• **DOCUMENT EXTRACT**
*-*-*

I made it, I actually survived it. Who would have thought it? I didn’t, and guess what; there wasn’t medication beyond month one.
I lost my Daddy (any man can be a father, but only a special person can be a Daddy) a year ago today. A piece of me died with him. I won’t lie, I really wanted to curl up and go with him. I never thought I would know this world without him. Of course, I didn’t want to know this world without him in it, what little girl wants to experience marriage without her Dad giving her away on her wedding day? What girl wants to bear children without their grandfather to dote on them? I won’t lie, I felt cheated out of life the day he died.
Here is the weird part; the reality of him being gone has never set in. I still wake up every day still in shock…"holy shit, he is really not here anymore”. It’s like the movie “50 first dates.” I am sure that it’s me trying to cope and of course, having a major case of denial. Who wants to start facing reality that one of the most Important people in your life, someone you consider a best friend, a person that is an inspiration in your life, is no longer on this earth. So I think to myself, he's not really dead, he just went on one of his trips to Biloxi, this time for extended gambling!
I wish I could have better memories that run through my mind, but I am conflicted with rerunning his last day over and over. The memories of the hospital, the looks on everyone’s faces when my sister and I arrived to the hospital, the thoughts running through my mind when the doctor talked, me wanting to shake to doctor to speak English and not medical, I remember thinking over and over, “this can’t be happening”, and the I remember just wanting to run out of the building and get as far away as possible. If I am not there then it’s not happening!
Despite all that, I survived “Year One” without my Daddy. His phone number is still saved in my phone, but I survived, didn’t say I was willing to change some things!! Check back and see how “Year Two” goes. Maybe next year I can report that I can go back to wearing regular/non water proof mascara on a daily basis.
“You can shed tears that he is gone, or you can smile because he has lived. You can close your eyes and pray that he'll come back, or you can open your eyes and see all he's left. Your heart can be empty because you can't see him, or you can be full of the love you shared. You can turn your back on tomorrow and live yesterday, or you can be happy for tomorrow because of yesterday. You can remember him only that he is gone, or you can cherish his memory and let it live on. You can cry and close your mind, be empty and turn your back. Or you can do what he'd want: smile, open your eyes, love, and go on.”

*-*-*

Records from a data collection
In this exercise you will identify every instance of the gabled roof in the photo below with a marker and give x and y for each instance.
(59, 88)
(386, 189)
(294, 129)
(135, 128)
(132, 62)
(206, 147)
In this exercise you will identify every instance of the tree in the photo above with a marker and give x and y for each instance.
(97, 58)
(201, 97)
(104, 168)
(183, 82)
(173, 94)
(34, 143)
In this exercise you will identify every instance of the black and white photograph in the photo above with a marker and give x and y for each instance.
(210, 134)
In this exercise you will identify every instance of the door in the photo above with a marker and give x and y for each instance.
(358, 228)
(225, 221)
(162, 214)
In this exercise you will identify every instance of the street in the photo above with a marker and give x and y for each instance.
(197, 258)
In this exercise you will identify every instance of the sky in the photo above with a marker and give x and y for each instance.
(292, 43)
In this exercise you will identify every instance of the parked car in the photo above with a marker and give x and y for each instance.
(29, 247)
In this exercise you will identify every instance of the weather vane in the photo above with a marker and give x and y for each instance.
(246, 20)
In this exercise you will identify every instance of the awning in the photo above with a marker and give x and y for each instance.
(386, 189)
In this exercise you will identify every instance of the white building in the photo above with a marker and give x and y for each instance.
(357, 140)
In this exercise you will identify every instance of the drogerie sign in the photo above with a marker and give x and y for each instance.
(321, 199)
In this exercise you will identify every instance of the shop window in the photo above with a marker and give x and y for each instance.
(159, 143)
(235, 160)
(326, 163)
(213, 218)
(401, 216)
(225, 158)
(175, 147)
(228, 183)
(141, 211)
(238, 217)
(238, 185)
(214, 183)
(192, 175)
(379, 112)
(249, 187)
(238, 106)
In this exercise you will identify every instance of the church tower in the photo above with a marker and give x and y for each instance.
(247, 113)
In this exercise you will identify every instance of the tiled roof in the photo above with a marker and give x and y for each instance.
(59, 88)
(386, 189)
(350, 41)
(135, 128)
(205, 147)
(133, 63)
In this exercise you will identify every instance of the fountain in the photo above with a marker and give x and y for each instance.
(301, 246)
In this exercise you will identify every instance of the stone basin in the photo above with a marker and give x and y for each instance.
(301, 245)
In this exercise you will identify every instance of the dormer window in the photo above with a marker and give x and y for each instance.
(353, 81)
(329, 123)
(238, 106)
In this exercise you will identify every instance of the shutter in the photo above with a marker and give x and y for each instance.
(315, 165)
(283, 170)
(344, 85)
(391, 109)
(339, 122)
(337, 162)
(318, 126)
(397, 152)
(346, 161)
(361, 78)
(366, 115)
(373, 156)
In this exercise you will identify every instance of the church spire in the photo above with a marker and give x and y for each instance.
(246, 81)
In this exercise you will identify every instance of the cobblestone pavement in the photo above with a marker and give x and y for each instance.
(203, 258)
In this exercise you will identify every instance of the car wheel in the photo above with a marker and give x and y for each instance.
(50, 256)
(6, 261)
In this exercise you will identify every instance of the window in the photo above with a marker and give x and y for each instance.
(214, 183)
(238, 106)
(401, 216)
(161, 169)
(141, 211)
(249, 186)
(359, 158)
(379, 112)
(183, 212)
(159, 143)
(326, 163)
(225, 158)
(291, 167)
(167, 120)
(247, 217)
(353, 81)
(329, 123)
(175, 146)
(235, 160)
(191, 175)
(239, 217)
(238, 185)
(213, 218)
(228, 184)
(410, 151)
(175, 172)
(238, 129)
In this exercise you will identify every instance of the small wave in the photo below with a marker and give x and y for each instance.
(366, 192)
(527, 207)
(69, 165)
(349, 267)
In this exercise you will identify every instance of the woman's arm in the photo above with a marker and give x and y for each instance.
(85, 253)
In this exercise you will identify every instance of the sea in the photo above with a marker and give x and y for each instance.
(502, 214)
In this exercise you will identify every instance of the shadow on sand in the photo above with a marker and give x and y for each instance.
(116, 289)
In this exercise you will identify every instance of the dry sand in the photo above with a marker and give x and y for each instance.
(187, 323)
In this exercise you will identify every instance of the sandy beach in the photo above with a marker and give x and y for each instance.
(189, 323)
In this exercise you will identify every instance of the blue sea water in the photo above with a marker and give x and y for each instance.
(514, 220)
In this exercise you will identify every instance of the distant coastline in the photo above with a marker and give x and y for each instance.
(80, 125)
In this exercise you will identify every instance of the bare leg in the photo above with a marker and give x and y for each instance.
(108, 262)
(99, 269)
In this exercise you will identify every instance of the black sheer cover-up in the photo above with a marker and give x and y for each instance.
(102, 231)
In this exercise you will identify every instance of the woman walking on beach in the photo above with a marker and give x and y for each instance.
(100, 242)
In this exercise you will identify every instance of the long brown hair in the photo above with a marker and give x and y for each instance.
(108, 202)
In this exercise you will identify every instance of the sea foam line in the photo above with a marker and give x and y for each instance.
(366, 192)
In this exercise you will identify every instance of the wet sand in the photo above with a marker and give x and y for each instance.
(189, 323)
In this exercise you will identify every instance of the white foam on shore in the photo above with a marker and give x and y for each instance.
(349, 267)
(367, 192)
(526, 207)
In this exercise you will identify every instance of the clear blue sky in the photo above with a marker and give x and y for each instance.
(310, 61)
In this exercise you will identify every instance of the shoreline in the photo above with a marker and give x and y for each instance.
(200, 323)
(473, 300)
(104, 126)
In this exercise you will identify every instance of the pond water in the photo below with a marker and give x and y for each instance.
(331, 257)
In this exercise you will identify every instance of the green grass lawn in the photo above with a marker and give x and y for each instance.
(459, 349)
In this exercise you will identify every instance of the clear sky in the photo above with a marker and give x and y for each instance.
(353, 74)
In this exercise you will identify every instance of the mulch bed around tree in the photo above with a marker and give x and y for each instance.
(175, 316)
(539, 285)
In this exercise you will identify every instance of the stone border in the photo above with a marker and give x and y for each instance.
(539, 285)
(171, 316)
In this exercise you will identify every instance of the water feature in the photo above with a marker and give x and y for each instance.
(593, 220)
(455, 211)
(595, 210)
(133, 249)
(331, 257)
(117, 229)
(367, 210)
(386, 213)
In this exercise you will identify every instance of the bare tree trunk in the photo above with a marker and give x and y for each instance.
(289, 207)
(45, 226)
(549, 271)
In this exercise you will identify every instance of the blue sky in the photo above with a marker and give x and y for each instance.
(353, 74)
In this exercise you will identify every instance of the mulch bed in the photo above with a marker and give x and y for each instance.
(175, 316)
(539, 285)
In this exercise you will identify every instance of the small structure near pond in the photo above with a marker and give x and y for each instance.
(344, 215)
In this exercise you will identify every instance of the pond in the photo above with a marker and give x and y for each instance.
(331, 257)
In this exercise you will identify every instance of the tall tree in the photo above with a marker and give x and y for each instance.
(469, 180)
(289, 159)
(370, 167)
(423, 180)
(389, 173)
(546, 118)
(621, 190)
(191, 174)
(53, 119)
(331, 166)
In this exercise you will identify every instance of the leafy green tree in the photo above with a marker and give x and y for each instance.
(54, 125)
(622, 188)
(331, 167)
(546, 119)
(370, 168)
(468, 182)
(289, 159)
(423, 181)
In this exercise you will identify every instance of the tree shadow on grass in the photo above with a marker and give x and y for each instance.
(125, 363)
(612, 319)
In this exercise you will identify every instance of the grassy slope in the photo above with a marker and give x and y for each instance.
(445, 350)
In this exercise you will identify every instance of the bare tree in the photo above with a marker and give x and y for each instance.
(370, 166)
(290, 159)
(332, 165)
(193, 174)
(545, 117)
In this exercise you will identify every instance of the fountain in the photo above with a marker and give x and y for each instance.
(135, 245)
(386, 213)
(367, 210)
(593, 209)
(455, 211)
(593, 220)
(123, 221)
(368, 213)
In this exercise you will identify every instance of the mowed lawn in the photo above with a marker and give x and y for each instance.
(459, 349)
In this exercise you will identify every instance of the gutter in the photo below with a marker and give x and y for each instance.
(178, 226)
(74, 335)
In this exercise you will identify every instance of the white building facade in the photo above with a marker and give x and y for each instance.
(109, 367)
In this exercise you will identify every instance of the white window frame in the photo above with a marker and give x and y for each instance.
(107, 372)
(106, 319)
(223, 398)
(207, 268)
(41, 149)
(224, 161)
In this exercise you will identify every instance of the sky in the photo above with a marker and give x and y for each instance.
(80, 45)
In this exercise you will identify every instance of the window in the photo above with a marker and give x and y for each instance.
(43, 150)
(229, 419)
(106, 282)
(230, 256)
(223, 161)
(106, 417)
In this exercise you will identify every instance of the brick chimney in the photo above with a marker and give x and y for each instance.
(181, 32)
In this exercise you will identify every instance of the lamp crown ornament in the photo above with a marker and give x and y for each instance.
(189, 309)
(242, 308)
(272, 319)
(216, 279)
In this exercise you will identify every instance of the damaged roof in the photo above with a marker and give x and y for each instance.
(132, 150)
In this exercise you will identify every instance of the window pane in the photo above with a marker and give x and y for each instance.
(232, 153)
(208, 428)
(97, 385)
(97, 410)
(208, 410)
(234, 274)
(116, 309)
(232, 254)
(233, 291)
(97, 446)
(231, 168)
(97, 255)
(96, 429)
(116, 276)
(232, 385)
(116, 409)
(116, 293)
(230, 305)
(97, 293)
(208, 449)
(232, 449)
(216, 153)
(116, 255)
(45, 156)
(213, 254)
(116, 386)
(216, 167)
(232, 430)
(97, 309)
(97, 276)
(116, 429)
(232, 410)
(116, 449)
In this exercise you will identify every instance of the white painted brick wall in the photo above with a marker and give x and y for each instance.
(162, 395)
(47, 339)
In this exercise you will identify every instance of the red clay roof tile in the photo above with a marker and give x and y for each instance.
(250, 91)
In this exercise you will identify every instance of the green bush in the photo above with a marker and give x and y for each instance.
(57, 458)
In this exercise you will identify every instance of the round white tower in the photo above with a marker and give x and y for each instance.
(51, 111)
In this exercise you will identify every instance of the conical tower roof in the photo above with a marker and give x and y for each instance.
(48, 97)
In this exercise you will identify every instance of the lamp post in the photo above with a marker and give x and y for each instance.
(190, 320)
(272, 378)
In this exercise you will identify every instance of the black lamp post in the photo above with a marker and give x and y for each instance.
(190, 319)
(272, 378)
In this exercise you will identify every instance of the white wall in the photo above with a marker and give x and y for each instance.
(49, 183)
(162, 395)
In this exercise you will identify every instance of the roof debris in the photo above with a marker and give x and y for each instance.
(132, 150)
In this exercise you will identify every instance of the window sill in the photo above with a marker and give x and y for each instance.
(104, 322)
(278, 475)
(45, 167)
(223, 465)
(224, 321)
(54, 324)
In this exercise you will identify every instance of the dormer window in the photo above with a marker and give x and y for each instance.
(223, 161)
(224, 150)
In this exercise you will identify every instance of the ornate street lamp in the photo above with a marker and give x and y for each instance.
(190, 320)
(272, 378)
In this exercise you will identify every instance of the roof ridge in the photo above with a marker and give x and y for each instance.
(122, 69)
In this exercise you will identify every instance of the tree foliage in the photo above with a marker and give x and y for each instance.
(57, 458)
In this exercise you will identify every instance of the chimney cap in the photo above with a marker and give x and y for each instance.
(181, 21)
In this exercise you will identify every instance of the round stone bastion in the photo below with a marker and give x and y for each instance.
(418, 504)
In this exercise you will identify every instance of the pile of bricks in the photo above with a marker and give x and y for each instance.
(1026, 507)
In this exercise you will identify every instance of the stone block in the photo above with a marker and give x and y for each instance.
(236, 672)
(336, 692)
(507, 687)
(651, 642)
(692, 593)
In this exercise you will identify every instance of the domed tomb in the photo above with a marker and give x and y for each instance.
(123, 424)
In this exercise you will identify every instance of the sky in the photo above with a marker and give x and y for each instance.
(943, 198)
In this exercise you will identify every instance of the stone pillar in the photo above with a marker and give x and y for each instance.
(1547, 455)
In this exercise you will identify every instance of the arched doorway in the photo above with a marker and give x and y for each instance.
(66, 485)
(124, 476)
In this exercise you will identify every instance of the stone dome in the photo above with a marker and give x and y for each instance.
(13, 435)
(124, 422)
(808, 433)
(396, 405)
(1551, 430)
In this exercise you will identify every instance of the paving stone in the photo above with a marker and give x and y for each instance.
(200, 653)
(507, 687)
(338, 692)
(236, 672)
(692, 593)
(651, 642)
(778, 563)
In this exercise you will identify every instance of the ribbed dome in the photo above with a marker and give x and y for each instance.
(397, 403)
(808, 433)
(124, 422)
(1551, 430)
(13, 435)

*-*-*

• **REQUIRED WORK**
• A. Please repeat a passage from the post about the first year without Daddy word for word, beginning at the words "I wish I could" and stopping after the words "it’s not happening!".
• B. In the post about the first year without Daddy, where does the writer tell themselves their father has gone instead of being dead?
Rely solely on the post itself, not on the listing.

• **ANSWERS GIVEN**
• A.
I wish I could have better memories that run through my mind, but I am conflicted with rerunning his last day over and over. The memories of the hospital, the looks on everyone’s faces when my sister and I arrived to the hospital, the thoughts running through my mind when the doctor talked, me wanting to shake to doctor to speak English and not medical, I remember thinking over and over, “this can’t be happening”, and the I remember just wanting to run out of the building and get as far away as possible. If I am not there then it’s not happening!

• B. On one of his trips to Biloxi, this time for extended gambling.